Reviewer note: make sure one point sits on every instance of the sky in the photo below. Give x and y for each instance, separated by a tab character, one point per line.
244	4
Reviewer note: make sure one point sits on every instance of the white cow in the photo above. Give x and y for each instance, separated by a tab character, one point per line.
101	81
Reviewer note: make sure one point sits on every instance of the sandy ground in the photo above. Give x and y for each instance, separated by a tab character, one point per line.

=-=-=-=-=

Do this: The entries above should be repeated exactly, every one of them.

Solution to this problem:
Reviewer note: make sure one point sits on every instance of the sky in the photo below. Give x and y for each instance, separated by a tab character, one point per line.
244	4
Reviewer note: make sure one point sits on every instance of the white cow in the photo above. Give x and y for each instance, separated by a tab character, one point per line.
101	81
Reviewer note: make sure one point sits on every instance of the sandy ground in the photo above. Give x and y for each instance, separated by a tab character, one point per line.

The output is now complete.